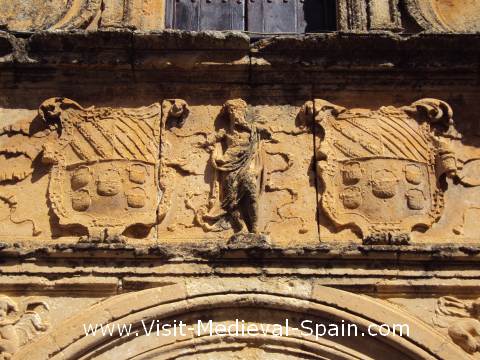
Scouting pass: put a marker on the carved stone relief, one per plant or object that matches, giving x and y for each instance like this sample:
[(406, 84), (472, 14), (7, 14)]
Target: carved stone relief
[(19, 324), (445, 15), (462, 318), (21, 15), (381, 171), (240, 176), (103, 167)]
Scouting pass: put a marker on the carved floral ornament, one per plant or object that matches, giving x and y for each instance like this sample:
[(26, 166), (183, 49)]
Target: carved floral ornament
[(19, 323)]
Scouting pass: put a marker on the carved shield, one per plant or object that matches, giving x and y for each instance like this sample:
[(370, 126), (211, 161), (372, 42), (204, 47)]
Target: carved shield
[(105, 165), (380, 168)]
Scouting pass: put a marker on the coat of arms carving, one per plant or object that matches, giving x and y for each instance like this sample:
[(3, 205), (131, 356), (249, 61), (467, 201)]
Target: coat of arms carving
[(381, 170), (105, 165)]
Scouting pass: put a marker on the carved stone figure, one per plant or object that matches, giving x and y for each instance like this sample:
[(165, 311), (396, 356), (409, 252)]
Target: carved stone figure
[(238, 160), (105, 165), (465, 330), (381, 169), (18, 324)]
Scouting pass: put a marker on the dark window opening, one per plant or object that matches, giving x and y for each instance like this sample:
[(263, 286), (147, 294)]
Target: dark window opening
[(259, 16)]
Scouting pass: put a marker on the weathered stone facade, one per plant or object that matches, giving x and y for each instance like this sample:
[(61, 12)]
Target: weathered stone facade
[(154, 174)]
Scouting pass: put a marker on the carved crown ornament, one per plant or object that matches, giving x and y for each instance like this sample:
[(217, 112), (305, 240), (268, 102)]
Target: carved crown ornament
[(114, 172), (380, 171)]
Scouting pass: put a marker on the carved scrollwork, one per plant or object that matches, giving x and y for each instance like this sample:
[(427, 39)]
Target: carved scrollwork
[(19, 323), (381, 169)]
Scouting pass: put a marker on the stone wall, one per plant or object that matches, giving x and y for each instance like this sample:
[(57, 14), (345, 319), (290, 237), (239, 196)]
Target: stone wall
[(150, 174)]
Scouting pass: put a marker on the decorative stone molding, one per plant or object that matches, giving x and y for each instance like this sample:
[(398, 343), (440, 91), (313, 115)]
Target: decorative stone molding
[(189, 301), (21, 15), (19, 324), (463, 321)]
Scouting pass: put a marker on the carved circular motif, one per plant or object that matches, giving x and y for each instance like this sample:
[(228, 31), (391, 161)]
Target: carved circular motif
[(415, 199), (352, 197), (30, 15), (413, 174), (136, 198), (352, 173), (81, 200), (109, 183), (384, 184)]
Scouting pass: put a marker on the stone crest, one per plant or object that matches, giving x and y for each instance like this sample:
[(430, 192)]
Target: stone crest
[(381, 169), (105, 166)]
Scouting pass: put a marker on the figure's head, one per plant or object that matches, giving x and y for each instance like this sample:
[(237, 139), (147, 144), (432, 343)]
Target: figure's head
[(7, 306), (236, 111), (177, 110)]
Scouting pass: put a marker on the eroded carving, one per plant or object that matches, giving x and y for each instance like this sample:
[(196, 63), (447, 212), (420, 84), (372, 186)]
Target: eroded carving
[(462, 318), (19, 323), (381, 169), (81, 14), (105, 171), (238, 160)]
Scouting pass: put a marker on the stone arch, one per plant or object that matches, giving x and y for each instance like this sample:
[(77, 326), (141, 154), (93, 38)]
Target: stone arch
[(255, 305)]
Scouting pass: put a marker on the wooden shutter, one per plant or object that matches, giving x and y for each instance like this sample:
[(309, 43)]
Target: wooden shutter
[(206, 14)]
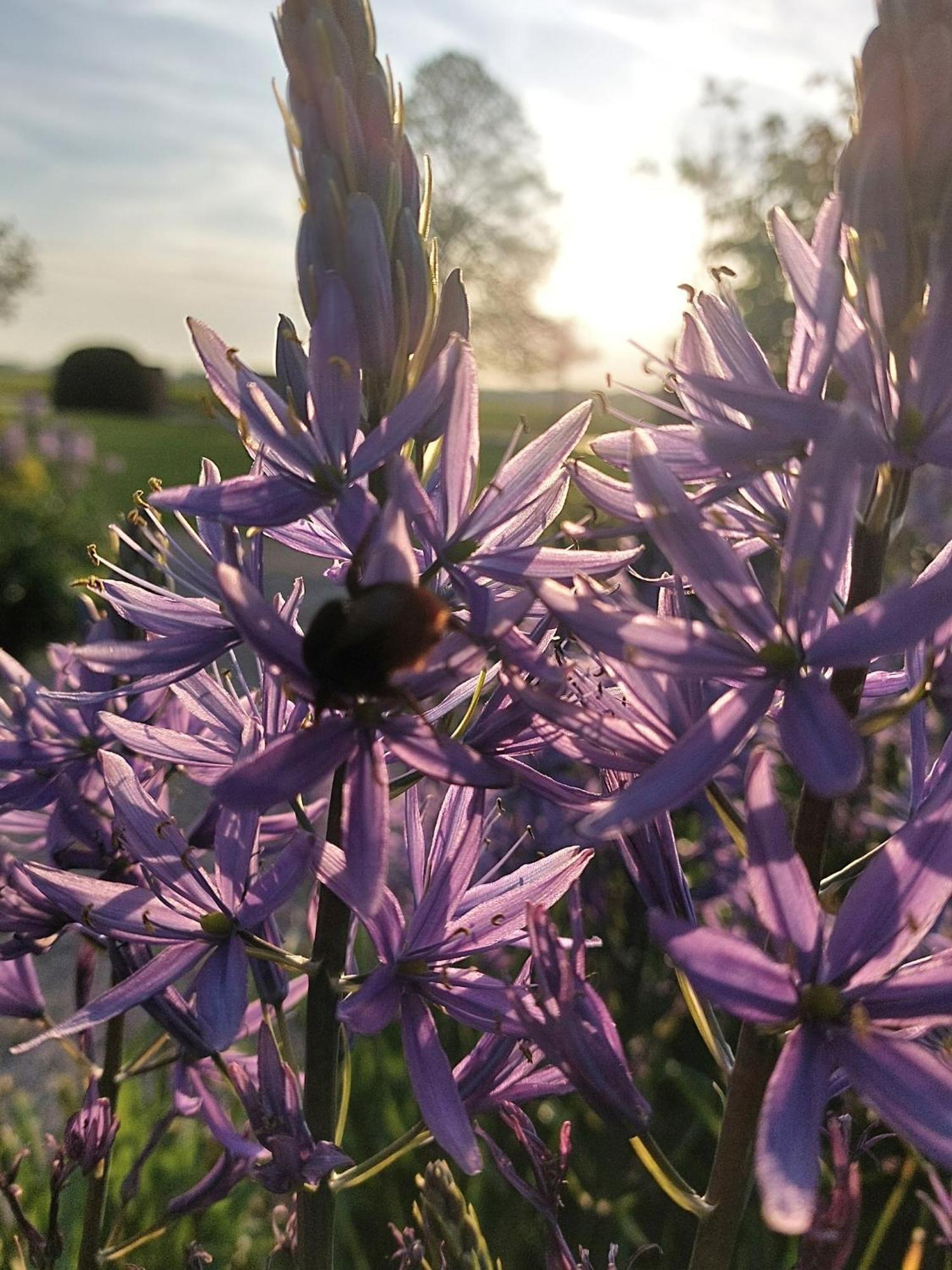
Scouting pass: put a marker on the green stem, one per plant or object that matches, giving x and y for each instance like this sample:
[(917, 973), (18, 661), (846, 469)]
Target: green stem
[(315, 1208), (359, 1174), (731, 1174), (100, 1182), (889, 1215)]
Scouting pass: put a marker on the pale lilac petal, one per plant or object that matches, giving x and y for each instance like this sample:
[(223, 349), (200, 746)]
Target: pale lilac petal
[(221, 993), (260, 501), (889, 624), (248, 397), (426, 751), (918, 993), (334, 373), (458, 841), (392, 557), (496, 914), (723, 581), (821, 529), (157, 975), (789, 1132), (115, 909), (275, 641), (435, 1088), (527, 473), (375, 1004), (700, 754), (204, 756), (149, 834), (896, 902), (818, 737), (412, 415), (729, 971), (780, 886), (519, 565), (288, 768), (277, 885), (460, 459), (387, 925), (671, 646)]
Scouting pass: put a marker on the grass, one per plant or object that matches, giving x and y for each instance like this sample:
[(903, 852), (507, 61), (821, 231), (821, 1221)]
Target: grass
[(131, 450)]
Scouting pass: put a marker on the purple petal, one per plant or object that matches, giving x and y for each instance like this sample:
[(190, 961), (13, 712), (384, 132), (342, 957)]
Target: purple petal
[(149, 834), (517, 565), (412, 415), (460, 459), (248, 397), (426, 751), (671, 646), (260, 501), (526, 476), (275, 641), (221, 993), (334, 371), (920, 993), (458, 841), (789, 1132), (908, 1085), (729, 971), (276, 886), (288, 768), (723, 581), (375, 1005), (366, 824), (204, 756), (157, 975), (687, 766), (112, 907), (898, 899), (890, 624), (496, 914), (822, 519), (435, 1088), (818, 737), (781, 888)]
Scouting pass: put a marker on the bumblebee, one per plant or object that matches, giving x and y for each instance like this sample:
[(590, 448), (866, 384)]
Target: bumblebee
[(354, 646)]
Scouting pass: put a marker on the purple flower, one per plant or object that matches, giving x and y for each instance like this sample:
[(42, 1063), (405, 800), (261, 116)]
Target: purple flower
[(301, 467), (849, 996), (753, 647), (20, 990), (299, 761), (274, 1107), (196, 919), (574, 1031), (422, 957)]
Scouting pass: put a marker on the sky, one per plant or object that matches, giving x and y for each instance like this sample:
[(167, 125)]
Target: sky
[(143, 150)]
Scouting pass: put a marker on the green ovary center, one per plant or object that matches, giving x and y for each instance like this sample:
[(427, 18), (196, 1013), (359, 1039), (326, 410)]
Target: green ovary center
[(218, 924), (822, 1004)]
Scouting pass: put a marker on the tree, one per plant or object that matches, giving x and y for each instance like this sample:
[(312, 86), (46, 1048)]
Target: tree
[(746, 171), (18, 266), (491, 209)]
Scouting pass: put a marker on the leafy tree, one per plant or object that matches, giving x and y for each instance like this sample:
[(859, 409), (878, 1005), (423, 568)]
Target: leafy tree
[(18, 266), (744, 171), (491, 209)]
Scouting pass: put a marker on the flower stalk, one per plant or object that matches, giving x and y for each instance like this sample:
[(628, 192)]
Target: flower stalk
[(315, 1206)]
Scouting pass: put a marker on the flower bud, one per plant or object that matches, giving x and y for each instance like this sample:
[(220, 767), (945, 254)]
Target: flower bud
[(91, 1132)]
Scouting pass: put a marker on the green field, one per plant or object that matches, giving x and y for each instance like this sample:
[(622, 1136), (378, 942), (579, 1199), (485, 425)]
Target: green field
[(131, 450)]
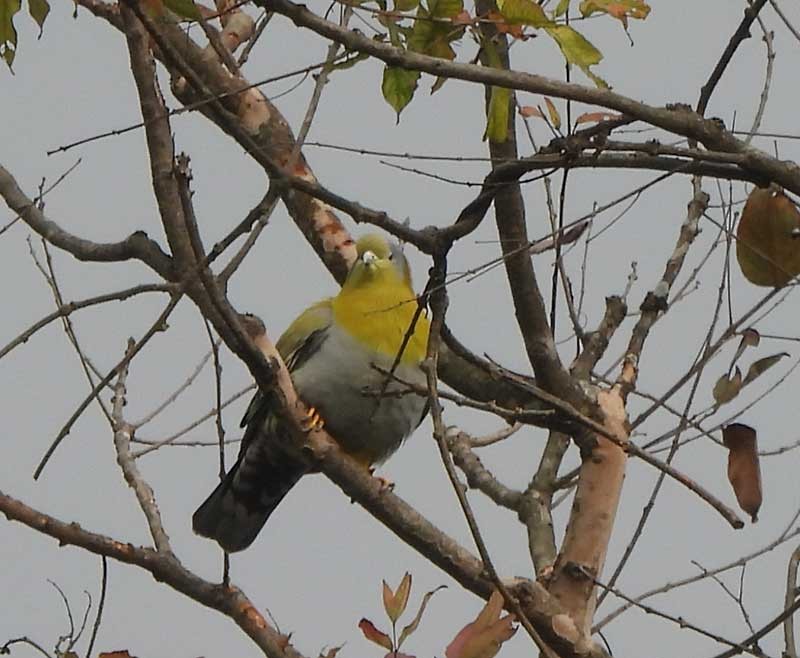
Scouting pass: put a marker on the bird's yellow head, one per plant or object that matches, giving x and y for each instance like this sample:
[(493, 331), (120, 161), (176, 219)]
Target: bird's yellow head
[(378, 263), (376, 304)]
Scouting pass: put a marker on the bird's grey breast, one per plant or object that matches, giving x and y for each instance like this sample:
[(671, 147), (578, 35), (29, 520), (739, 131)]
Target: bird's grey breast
[(343, 382)]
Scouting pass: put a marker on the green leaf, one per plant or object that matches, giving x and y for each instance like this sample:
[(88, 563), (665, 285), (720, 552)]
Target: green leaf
[(619, 9), (184, 9), (727, 388), (523, 12), (445, 8), (577, 50), (561, 8), (757, 368), (38, 10), (8, 33), (433, 37), (398, 87), (497, 115)]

→ How to complete this task
Output each entry above word for word. The pictures stay out.

→ Result below
Scouting pass: put a marker on the carved stone relief, one per plant or object that matches, giving x and y for each instance like this sample:
[(406, 84), (472, 14), (7, 14)]
Target: carved stone relief
[(19, 324), (445, 15), (462, 318), (21, 15), (381, 171), (240, 176), (103, 167)]
Scouting pass: put a marker on the carved floral ornament, one per plant or object that matches, giving x and y for each instance like this sample:
[(26, 166), (183, 49)]
Target: carved floral ornament
[(19, 323)]
Scouting pass: put a marker on the carved shield, one per plant or object that matches, giving x and y for each instance like this sample:
[(370, 126), (211, 161), (372, 42), (204, 47)]
Target: carved shield
[(105, 165), (380, 168)]
Scouting pass: put a marker on the coat of arms carving, one per plant or object that matches, giving x and y for each instance like this sample:
[(3, 205), (131, 356), (249, 61), (467, 201)]
Target: coat of arms carving
[(381, 170), (105, 165)]
Scouting pass: put a marker on the carved stone figure, one per plant or object that matches, giving x and y for each instance like this sample:
[(165, 311), (396, 356), (409, 252)]
Target: carved stone figure
[(238, 160), (105, 165), (465, 330), (381, 169), (18, 324)]
Scouting pass: put a marker on the dark window opening, one per plant or object that matches, giving x and y for each instance like this sample:
[(263, 286), (147, 294)]
Target: dark window opening
[(259, 16)]
Scouting pass: put a marker on the weathered stone facade, one per plant or object that matches, giving x and y for each instance like this sample:
[(61, 12)]
Target: weathered stone facade
[(154, 174)]
Scouting pass: put a marker on the carved crown ornament, one per plant or object that matches, giving x and y for each instance like this sample:
[(217, 112), (305, 240), (268, 102)]
Target: carved crown ornament
[(114, 172), (380, 171)]
Scouting pass: put a marker on the carved scrollwork, one per plant or object that matches, giving x and y for each instance like this sample:
[(427, 39)]
Target: carved scrollwork
[(19, 323), (381, 169)]
Scouting pass: put a marker on the stone wall, one per plant or object that matches, giving x and y for each instance like this sample:
[(57, 14), (345, 319), (290, 237), (239, 196)]
Target: stone wall
[(150, 174)]
Scouting pass: put a marker on the decorative stone molding, one per plant or object that matches, giving x and y for each instance like this sample:
[(398, 343), (440, 91), (313, 115)]
Target: decorative stone molding
[(189, 301), (21, 15), (19, 324), (463, 321)]
Scouting pass: put a marker on the carved circular motif, one per plant or object that matches, giving x and y for each instance like this sample:
[(228, 31), (391, 161)]
Target: carved circular motif
[(415, 199), (352, 197), (30, 15), (413, 174), (136, 198), (352, 173), (81, 200), (109, 183), (384, 184)]
Scouting pass: put a marker on the stone crest, one per plant or object that matches, giving x and y for each instance like this sample:
[(430, 192)]
Target: stone crest
[(381, 169), (105, 166)]
Scouting pass: put a marker on the figure's head, one per plant or object that matches, giving x and y for each instance like this sample:
[(237, 139), (147, 144), (432, 343)]
Target: figure's head
[(7, 306), (236, 111), (177, 110)]
Scouting pass: put a marker on the eroded carving, one per plant or object that matches, giving x and y for each instance like this sample:
[(196, 63), (447, 212), (420, 84), (372, 186)]
Target: eroded carving
[(462, 318), (19, 323), (381, 169), (81, 14), (105, 171), (238, 160)]
Scouting pass: put a marker on the stone arch, one per plant or object that matches, giving x and y for each instance like this sample:
[(77, 326), (141, 154), (93, 38)]
Target: stone arch
[(255, 305)]
Scouting pass: put a marker on the wooden shutter, one per plant or object that matches, giving x and y for each instance like this sample:
[(309, 43)]
Target: wooden shutter
[(206, 14)]
Scouting pass: put a marker on the green stem, one per plant or object that matches, giving x and y for each instance like this sample:
[(917, 973), (18, 661), (846, 469)]
Target: green stem
[(315, 1208), (359, 1174), (731, 1174), (100, 1182), (889, 1215)]
Scouting pass: put a marker on the pale lilac petal, one per plant or object that matches, giving x and y for each instance like this sample:
[(223, 349), (200, 746)]
Target: pale lilac petal
[(221, 993), (260, 501), (889, 624), (248, 397), (426, 751), (918, 993), (334, 373), (458, 841), (392, 557), (496, 914), (723, 581), (821, 529), (157, 975), (789, 1132), (115, 909), (275, 641), (435, 1088), (527, 473), (375, 1004), (700, 754), (204, 756), (149, 834), (896, 902), (818, 737), (412, 415), (729, 971), (780, 886), (519, 565), (288, 768), (277, 885), (460, 459), (387, 925), (671, 646)]
Scouting pass: put a marker on the grass, one per plant or object that matches, giving x and y for each instance like this sample:
[(903, 852), (507, 61), (821, 231), (821, 1221)]
Target: grass
[(131, 450)]
Scouting pass: put a marker on the purple petal, one per plant or object that matches, giving x and y for each instance like this sample:
[(190, 961), (13, 712), (384, 132), (342, 957)]
Target: purple petal
[(149, 834), (517, 565), (412, 415), (460, 459), (248, 397), (426, 751), (671, 646), (260, 501), (526, 476), (275, 641), (221, 993), (334, 371), (920, 993), (458, 841), (789, 1132), (908, 1085), (729, 971), (276, 886), (288, 768), (723, 581), (375, 1005), (366, 824), (204, 756), (157, 975), (687, 766), (112, 907), (898, 899), (890, 624), (496, 914), (822, 519), (435, 1088), (818, 737), (781, 888)]
Scouting pass: put a marker on the bumblebee, one per plant or object that matches, giving x and y for each instance like this sample:
[(590, 448), (866, 384)]
Target: bumblebee
[(354, 646)]
Scouting pass: put a marker on the purple flower, one per plant or object that matches, giving x and y for each instance like this sample:
[(42, 1063), (405, 800), (261, 116)]
Target: purple flower
[(301, 467), (849, 996), (753, 647), (20, 990), (299, 761), (274, 1107), (196, 919), (574, 1031), (422, 957)]
Scouting pass: put a marker on the sky, one per plant or object that matches, giving x and y for each instance like this sample:
[(167, 125)]
Target: sky
[(143, 150)]
Scouting pass: put a marker on the green ovary center, one per plant or object that matches, giving x and y for each instance like this sample:
[(427, 18), (196, 1013), (359, 1039), (326, 410)]
Target: green ovary center
[(218, 924), (822, 1004)]
Scouting pass: put a marker on the tree, one per plant or object that matches, giving x and y for each instance like this sample:
[(312, 86), (46, 1048)]
Target: tree
[(746, 171), (18, 266), (491, 209)]
Scouting pass: put a marker on the leafy tree, one per plant or object that matches, giving x and y for each instance like this sample:
[(859, 409), (878, 1005), (423, 568)]
Target: leafy tree
[(18, 266), (744, 171), (491, 209)]
Scouting pass: put a marker on the flower stalk, one per plant or object that matches, giving x and y for each instance like this sample:
[(628, 192)]
Target: flower stalk
[(315, 1206)]
Scouting pass: put a marker on the flower bud, one per plant or object that matches, giving x and y for each instance like this sample:
[(220, 767), (945, 254)]
Target: flower bud
[(91, 1132)]
Scouting pass: put a marker on the green field, one per plant or object that matches, giving x and y for each instance like this sample:
[(622, 1136), (378, 942), (579, 1199), (485, 425)]
Target: green field
[(131, 450)]
Scouting pass: put a marker on the bird's yellow head, one per plant or object that matches, giving x and y for each instance like this sample:
[(493, 331), (120, 161), (176, 219)]
Target: bird's yellow head
[(378, 263), (376, 304)]
Scouting pass: put a marker on the bird's grey breast, one per plant or object that matches, giving x and y for each instance like this sample:
[(671, 147), (578, 35), (29, 520), (739, 131)]
Target: bird's grey breast
[(343, 382)]
Scouting pass: put a marker on the green leaf, one per plant or object that matches, giving x and y for each instance like this sample:
[(88, 563), (665, 285), (720, 552)]
Target: green leaf
[(619, 9), (184, 9), (727, 388), (523, 12), (445, 8), (577, 50), (561, 8), (757, 368), (38, 10), (8, 33), (433, 37), (398, 87), (497, 115)]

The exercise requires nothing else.